Your task: Search the material for "cloud" and copy each line in which it is found.

Data listing:
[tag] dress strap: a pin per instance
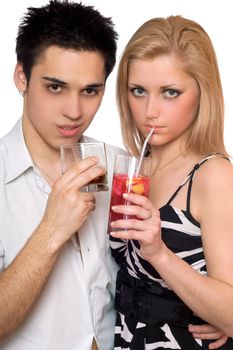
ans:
(190, 177)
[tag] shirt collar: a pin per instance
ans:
(19, 159)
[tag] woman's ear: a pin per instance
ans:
(20, 78)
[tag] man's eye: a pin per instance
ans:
(90, 91)
(138, 91)
(54, 87)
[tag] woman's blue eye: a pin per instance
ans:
(171, 93)
(54, 87)
(137, 91)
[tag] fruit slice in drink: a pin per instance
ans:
(122, 184)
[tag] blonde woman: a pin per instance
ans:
(176, 261)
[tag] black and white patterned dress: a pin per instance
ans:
(182, 235)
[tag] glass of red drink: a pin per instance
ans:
(70, 154)
(127, 179)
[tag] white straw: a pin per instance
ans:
(143, 150)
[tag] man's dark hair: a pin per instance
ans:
(67, 25)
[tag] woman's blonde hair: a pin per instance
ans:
(188, 41)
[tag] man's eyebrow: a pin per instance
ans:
(95, 85)
(55, 80)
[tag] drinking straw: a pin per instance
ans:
(143, 150)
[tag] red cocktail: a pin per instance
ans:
(123, 184)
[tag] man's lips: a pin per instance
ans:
(69, 130)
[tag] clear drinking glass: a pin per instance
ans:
(71, 154)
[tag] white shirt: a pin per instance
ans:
(77, 301)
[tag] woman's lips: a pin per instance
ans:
(69, 130)
(156, 128)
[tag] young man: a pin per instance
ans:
(54, 295)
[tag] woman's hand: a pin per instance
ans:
(144, 226)
(206, 332)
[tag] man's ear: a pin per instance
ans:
(20, 78)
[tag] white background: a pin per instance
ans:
(215, 16)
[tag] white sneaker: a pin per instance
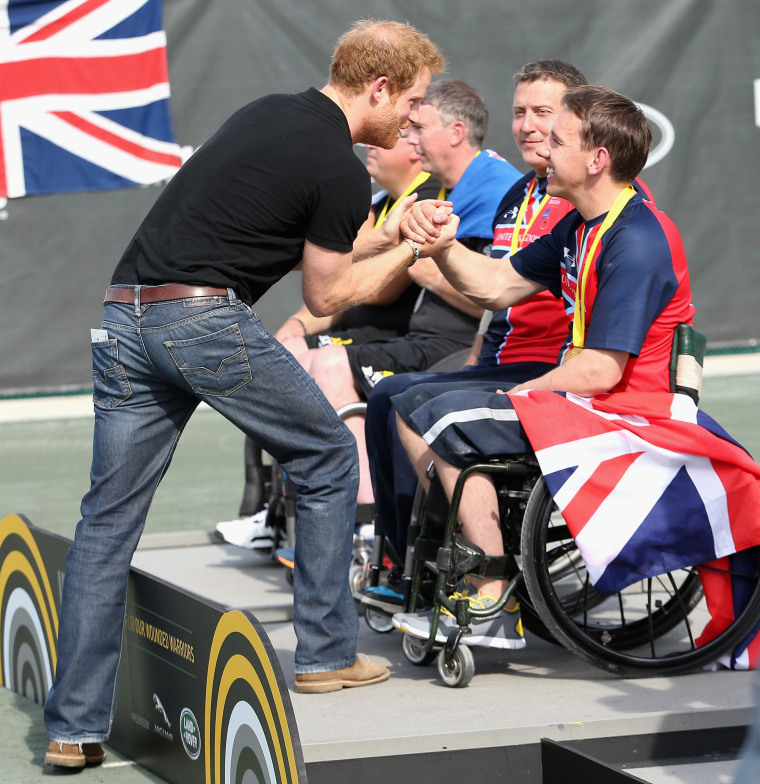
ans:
(252, 532)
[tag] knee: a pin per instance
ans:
(329, 366)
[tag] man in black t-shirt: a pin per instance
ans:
(399, 173)
(247, 207)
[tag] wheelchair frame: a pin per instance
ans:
(655, 639)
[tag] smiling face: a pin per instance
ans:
(567, 164)
(392, 169)
(534, 109)
(431, 138)
(390, 117)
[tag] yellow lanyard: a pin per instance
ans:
(579, 316)
(521, 215)
(418, 180)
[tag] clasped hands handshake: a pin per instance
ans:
(432, 224)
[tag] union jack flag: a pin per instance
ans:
(84, 96)
(646, 482)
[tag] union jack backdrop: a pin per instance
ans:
(84, 96)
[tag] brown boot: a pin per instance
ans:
(74, 755)
(363, 672)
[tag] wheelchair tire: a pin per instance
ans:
(378, 621)
(414, 651)
(648, 629)
(458, 669)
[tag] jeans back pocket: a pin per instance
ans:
(110, 385)
(214, 364)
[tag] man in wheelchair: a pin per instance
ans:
(619, 266)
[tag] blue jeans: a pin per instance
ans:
(156, 364)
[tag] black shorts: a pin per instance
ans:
(353, 336)
(372, 362)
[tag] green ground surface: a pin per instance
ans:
(44, 468)
(45, 465)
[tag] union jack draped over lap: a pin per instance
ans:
(647, 483)
(84, 96)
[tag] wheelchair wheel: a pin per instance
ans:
(458, 669)
(377, 621)
(414, 650)
(647, 629)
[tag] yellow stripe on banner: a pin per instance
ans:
(239, 668)
(234, 622)
(18, 562)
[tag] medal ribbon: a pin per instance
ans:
(579, 316)
(418, 180)
(521, 215)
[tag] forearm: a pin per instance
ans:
(438, 284)
(371, 242)
(353, 284)
(592, 372)
(302, 322)
(489, 283)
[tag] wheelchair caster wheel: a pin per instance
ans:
(414, 650)
(377, 621)
(356, 579)
(458, 670)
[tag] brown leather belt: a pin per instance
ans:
(171, 291)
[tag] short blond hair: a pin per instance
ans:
(373, 48)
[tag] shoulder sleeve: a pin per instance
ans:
(636, 280)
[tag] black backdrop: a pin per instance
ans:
(695, 62)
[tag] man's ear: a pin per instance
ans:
(458, 131)
(380, 87)
(600, 161)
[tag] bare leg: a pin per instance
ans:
(330, 369)
(479, 516)
(478, 509)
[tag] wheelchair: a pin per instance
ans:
(650, 628)
(267, 485)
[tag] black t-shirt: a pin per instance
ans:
(282, 169)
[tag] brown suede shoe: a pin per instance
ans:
(363, 672)
(74, 755)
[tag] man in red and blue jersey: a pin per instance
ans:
(520, 342)
(619, 266)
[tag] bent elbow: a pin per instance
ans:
(321, 306)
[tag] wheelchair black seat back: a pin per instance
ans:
(650, 628)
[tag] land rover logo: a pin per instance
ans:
(190, 733)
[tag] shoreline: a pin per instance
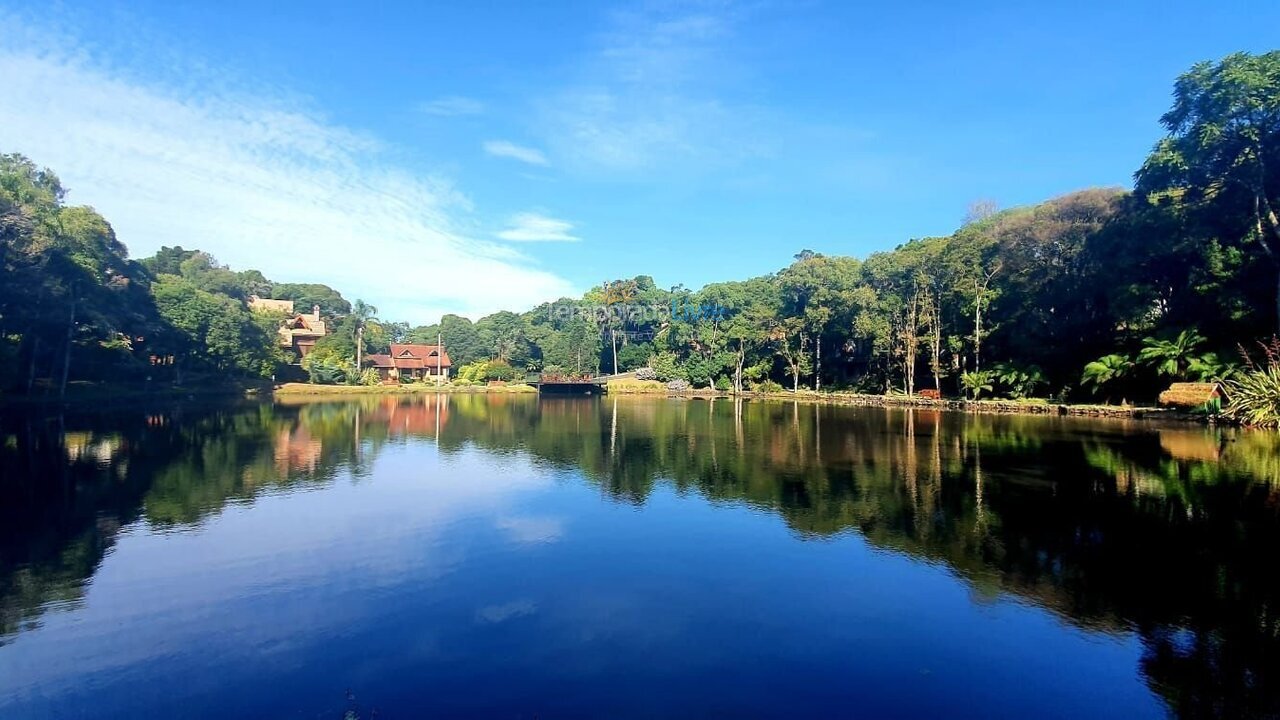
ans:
(123, 396)
(846, 399)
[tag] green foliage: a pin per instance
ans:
(666, 367)
(1171, 356)
(1016, 382)
(1102, 374)
(978, 382)
(499, 370)
(1255, 396)
(474, 372)
(767, 386)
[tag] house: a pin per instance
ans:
(408, 361)
(301, 332)
(268, 305)
(298, 331)
(1193, 396)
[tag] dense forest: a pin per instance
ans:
(1105, 294)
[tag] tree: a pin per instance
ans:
(1171, 356)
(1223, 150)
(1105, 373)
(362, 317)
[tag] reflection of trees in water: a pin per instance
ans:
(1111, 525)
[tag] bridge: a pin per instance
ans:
(570, 383)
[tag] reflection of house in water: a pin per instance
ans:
(298, 331)
(86, 447)
(415, 417)
(297, 450)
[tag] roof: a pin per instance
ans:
(268, 305)
(1191, 395)
(425, 354)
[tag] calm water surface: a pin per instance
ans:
(508, 556)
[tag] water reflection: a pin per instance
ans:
(1115, 527)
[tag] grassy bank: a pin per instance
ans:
(414, 388)
(83, 393)
(1031, 406)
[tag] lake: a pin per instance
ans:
(512, 556)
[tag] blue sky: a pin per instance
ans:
(474, 156)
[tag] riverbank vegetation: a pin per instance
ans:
(1105, 295)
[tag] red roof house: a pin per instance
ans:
(408, 360)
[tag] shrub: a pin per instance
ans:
(666, 368)
(978, 382)
(1253, 396)
(1019, 382)
(327, 372)
(499, 370)
(474, 372)
(767, 386)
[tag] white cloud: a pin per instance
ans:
(452, 105)
(256, 182)
(503, 149)
(657, 98)
(534, 227)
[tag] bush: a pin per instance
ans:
(767, 386)
(499, 370)
(474, 372)
(1253, 396)
(978, 382)
(325, 372)
(666, 368)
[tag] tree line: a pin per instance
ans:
(1102, 294)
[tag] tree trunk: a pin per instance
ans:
(360, 345)
(977, 335)
(817, 364)
(31, 365)
(67, 352)
(739, 361)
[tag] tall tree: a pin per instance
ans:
(1223, 150)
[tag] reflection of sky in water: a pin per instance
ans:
(489, 583)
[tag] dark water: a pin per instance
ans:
(626, 557)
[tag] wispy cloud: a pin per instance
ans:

Response:
[tag] white cloud: a pin per instance
[tag] wispy cloud: a pin per instance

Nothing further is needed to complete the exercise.